=== What is asked ===
In the items below, how many lines contain the word "water"? Reply with the number alone.

** begin Extracted records **

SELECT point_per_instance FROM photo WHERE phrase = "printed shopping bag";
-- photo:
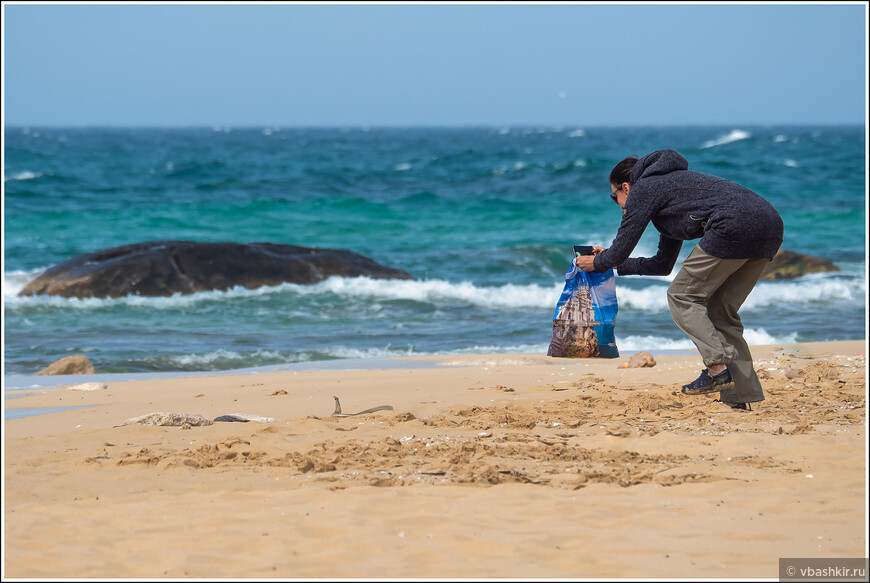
(583, 322)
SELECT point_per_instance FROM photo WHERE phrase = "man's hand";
(586, 262)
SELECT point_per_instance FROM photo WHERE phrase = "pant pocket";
(700, 264)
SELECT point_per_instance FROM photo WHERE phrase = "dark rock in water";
(789, 265)
(164, 268)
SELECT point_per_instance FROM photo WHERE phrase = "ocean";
(484, 218)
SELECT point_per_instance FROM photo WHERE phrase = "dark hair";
(622, 171)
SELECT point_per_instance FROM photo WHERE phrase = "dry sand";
(488, 466)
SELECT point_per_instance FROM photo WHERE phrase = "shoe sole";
(714, 388)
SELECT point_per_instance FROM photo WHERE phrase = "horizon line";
(524, 125)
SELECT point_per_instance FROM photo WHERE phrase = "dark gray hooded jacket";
(732, 221)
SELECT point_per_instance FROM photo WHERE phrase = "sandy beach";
(487, 466)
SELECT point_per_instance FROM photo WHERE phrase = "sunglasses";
(613, 195)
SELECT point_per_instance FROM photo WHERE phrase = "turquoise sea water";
(484, 218)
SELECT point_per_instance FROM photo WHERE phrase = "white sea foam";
(732, 136)
(753, 336)
(24, 175)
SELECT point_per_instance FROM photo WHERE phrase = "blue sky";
(433, 64)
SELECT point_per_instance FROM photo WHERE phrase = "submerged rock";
(789, 265)
(164, 268)
(243, 418)
(75, 364)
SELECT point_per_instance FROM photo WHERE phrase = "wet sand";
(487, 466)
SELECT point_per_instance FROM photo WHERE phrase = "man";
(739, 234)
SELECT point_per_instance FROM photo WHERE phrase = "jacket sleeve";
(637, 216)
(662, 263)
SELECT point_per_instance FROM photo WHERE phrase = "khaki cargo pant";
(704, 299)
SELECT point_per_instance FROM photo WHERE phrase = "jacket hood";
(658, 163)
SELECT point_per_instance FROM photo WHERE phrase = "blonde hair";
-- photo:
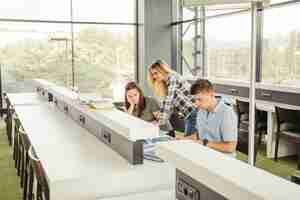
(159, 88)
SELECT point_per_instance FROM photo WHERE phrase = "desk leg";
(270, 136)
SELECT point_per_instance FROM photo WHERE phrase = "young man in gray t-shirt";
(216, 121)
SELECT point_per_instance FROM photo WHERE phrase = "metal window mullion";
(254, 47)
(203, 43)
(259, 38)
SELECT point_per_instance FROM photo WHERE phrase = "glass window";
(105, 59)
(34, 50)
(36, 9)
(281, 46)
(228, 47)
(108, 11)
(188, 49)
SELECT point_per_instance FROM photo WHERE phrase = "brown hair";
(201, 85)
(142, 102)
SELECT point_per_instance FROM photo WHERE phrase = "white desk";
(79, 166)
(156, 195)
(25, 99)
(285, 148)
(233, 179)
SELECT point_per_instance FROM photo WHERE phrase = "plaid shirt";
(178, 99)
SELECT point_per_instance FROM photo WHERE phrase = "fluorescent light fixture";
(191, 3)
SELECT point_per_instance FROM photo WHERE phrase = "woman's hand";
(155, 123)
(131, 108)
(156, 115)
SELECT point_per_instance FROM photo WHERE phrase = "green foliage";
(100, 57)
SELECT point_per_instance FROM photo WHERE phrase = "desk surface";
(155, 195)
(263, 105)
(231, 178)
(77, 161)
(25, 99)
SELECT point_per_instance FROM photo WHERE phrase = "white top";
(25, 99)
(79, 166)
(227, 176)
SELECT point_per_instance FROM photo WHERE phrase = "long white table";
(25, 99)
(285, 148)
(157, 195)
(79, 166)
(229, 177)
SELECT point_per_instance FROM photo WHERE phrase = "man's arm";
(225, 147)
(229, 133)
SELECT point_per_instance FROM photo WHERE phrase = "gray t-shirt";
(218, 126)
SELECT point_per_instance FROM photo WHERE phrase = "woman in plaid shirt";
(175, 92)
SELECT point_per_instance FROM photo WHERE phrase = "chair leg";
(298, 158)
(30, 186)
(25, 187)
(23, 167)
(19, 161)
(276, 147)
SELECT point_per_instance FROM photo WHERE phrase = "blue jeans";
(190, 123)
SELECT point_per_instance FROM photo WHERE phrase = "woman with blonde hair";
(175, 92)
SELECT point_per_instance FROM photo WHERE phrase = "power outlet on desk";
(106, 136)
(50, 97)
(186, 190)
(66, 109)
(82, 119)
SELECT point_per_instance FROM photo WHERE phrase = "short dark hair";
(201, 85)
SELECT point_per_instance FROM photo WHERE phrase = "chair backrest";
(287, 116)
(242, 107)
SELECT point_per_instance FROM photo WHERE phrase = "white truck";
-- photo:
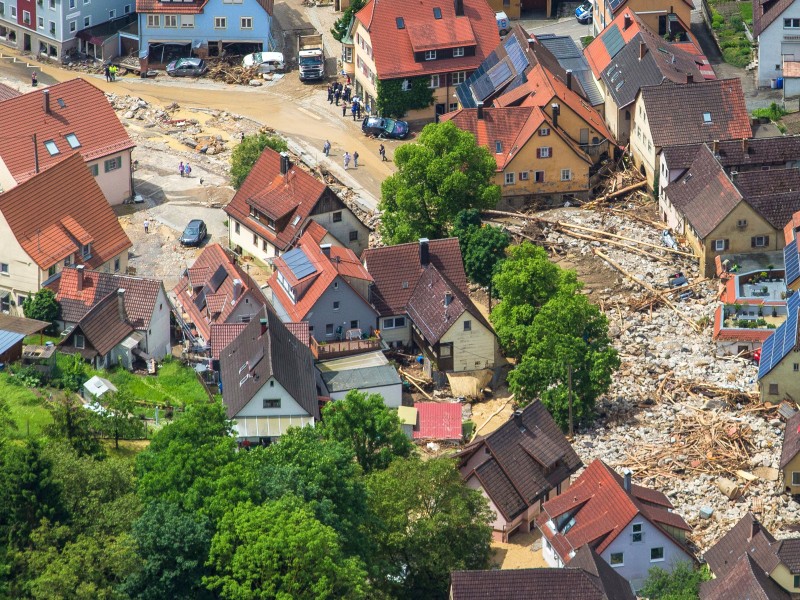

** end Extracted records **

=== Result for this exercise ===
2